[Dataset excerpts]
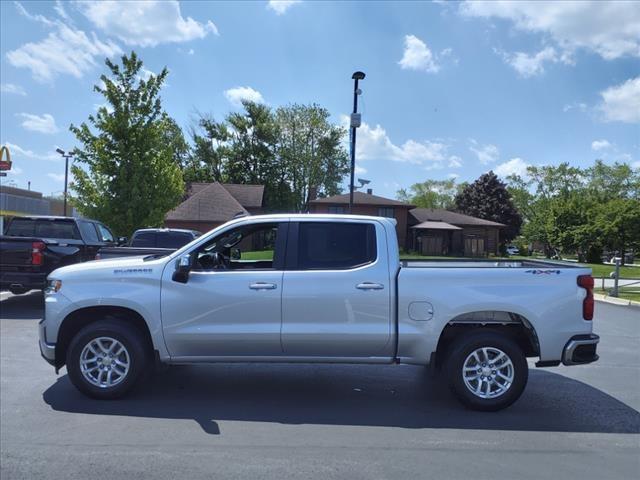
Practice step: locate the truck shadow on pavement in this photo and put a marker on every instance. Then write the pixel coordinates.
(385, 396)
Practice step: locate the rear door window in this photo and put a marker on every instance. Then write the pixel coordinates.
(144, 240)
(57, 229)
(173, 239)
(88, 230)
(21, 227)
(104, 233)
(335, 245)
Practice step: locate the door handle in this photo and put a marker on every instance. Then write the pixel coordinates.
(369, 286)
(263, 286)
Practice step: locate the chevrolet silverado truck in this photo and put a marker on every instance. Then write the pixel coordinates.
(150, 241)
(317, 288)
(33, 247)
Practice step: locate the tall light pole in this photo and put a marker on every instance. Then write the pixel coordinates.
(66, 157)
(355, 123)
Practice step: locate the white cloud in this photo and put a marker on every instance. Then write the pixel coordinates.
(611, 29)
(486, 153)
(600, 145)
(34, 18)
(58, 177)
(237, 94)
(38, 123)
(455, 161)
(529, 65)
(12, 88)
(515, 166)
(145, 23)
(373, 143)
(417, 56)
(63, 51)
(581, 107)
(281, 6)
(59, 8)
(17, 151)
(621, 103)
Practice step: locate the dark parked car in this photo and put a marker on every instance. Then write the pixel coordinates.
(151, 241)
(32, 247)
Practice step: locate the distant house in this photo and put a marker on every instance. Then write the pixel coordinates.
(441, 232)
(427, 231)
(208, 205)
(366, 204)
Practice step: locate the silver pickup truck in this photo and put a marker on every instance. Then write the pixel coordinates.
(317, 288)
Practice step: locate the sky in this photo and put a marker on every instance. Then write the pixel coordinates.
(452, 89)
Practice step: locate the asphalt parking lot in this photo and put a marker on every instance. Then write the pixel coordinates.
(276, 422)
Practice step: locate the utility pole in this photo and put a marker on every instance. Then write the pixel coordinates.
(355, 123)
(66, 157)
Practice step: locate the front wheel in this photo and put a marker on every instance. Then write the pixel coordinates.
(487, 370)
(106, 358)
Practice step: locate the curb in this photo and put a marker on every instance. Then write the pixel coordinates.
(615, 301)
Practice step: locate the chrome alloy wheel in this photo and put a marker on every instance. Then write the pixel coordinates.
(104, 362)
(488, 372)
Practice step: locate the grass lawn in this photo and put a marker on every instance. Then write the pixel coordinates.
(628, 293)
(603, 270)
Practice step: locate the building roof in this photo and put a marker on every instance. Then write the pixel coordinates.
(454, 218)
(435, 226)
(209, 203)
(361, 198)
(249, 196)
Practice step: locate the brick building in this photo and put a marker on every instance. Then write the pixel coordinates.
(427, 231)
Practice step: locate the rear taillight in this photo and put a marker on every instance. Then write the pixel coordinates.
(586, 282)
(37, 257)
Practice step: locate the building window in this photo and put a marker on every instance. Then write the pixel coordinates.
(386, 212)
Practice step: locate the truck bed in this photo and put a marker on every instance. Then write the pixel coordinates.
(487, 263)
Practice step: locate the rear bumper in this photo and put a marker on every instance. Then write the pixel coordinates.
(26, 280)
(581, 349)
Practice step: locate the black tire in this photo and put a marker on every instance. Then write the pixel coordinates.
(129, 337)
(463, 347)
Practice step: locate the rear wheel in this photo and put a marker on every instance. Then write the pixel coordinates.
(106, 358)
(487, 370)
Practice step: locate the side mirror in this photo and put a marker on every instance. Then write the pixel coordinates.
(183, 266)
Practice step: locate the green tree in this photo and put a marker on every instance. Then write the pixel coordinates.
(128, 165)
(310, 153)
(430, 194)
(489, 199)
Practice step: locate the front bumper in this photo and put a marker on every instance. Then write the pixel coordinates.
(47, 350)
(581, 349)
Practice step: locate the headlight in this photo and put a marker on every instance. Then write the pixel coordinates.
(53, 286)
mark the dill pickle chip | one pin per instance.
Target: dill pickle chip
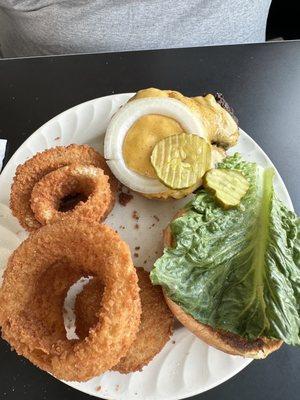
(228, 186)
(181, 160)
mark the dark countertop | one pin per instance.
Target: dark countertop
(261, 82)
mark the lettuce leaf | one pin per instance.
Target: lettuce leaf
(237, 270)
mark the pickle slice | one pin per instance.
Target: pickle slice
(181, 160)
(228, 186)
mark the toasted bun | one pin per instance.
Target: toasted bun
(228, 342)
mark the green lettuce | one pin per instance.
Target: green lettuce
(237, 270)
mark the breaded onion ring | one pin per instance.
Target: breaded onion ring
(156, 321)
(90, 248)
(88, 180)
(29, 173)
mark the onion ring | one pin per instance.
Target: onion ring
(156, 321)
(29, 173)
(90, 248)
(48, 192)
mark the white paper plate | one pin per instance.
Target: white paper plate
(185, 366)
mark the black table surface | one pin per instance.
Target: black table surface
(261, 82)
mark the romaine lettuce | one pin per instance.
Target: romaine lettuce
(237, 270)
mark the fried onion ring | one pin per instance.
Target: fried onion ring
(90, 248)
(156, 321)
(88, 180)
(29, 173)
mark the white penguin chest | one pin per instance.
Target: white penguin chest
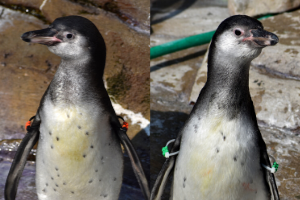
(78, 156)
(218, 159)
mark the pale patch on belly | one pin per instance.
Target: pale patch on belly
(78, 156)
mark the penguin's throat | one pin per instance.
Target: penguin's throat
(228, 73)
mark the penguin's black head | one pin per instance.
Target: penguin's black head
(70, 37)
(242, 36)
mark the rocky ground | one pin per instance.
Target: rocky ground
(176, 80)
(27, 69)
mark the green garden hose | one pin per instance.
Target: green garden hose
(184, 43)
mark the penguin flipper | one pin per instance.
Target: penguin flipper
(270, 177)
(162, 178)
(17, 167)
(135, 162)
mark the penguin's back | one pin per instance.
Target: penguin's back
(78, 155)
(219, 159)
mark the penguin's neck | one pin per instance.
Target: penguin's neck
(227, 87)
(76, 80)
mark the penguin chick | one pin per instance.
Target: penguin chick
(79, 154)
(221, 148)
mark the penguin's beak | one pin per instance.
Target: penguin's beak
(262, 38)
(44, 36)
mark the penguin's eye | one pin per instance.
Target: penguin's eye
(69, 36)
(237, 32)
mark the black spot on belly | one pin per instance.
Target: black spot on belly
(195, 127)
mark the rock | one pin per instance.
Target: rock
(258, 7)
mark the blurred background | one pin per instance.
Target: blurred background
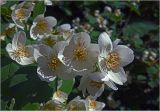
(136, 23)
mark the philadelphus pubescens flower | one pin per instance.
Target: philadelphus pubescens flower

__AIM OF THE EXERCISE__
Look through the entries above and count each line holding "pubescens"; report the count alone.

__YOUR SOLUTION__
2